-- start of DATA EXTRACT --
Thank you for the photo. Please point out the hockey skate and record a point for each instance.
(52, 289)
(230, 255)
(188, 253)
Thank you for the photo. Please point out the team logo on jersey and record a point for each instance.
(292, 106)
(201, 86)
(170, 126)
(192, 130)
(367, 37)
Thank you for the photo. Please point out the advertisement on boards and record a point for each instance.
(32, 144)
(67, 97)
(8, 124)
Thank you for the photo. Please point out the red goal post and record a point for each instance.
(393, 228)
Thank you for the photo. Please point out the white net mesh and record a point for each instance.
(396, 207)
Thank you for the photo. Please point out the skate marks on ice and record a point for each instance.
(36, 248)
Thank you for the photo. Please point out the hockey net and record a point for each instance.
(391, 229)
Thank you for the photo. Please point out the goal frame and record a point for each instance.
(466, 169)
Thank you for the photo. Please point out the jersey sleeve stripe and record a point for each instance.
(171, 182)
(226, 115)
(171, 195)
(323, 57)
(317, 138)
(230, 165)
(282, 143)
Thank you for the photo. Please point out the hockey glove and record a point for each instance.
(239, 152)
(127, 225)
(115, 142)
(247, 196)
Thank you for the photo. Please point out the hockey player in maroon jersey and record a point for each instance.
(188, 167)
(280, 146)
-- end of DATA EXTRACT --
- [CHALLENGE]:
Can you set out every line of the records above as a Markdown table, skipping any blank lines, with a "Row" column for the line number and a "Text" column for the line itself?

- [THE ANSWER]:
| Row | Text |
|---|---|
| 1 | Thank you for the photo. Please point out the hockey skate and record a point for each instance. |
| 2 | (52, 289) |
| 3 | (230, 255) |
| 4 | (188, 253) |
| 5 | Thank you for the photo. Please point out the team logo on jersey and record a point for each instance. |
| 6 | (292, 106) |
| 7 | (201, 86) |
| 8 | (170, 126) |
| 9 | (192, 130) |
| 10 | (367, 37) |
| 11 | Thank you for the photo. Please point out the advertisement on boards and record a point for each instance. |
| 12 | (32, 144) |
| 13 | (67, 97) |
| 14 | (8, 124) |
| 15 | Thank you for the photo. Please point out the red goal post and record a point for each instance. |
| 16 | (393, 228) |
| 17 | Thank you for the photo. Please point out the white net mesh and record a point for each instance. |
| 18 | (396, 207) |
| 19 | Thank you for the photo. Please point out the skate marks on ice and record a point for each instance. |
| 20 | (36, 248) |
| 21 | Thank you for the photo. Please point out the hockey net and record a point for each instance. |
| 22 | (391, 229) |
| 23 | Thank you for the photo. Please point out the goal frame and record a point for each instance. |
| 24 | (466, 169) |
| 25 | Thank you for the photo. Please point out the jersey sleeve stripe and record a point for each instance. |
| 26 | (171, 182) |
| 27 | (226, 115) |
| 28 | (171, 195) |
| 29 | (323, 57) |
| 30 | (317, 138) |
| 31 | (230, 165) |
| 32 | (282, 143) |
| 33 | Thank you for the photo. Please point out the hockey glove and record a point for each instance. |
| 34 | (239, 152) |
| 35 | (127, 225) |
| 36 | (115, 142) |
| 37 | (247, 196) |
| 38 | Thank you for the photo. Please point out the hockey player in maroon jersey and record a point for each instance. |
| 39 | (188, 167) |
| 40 | (280, 146) |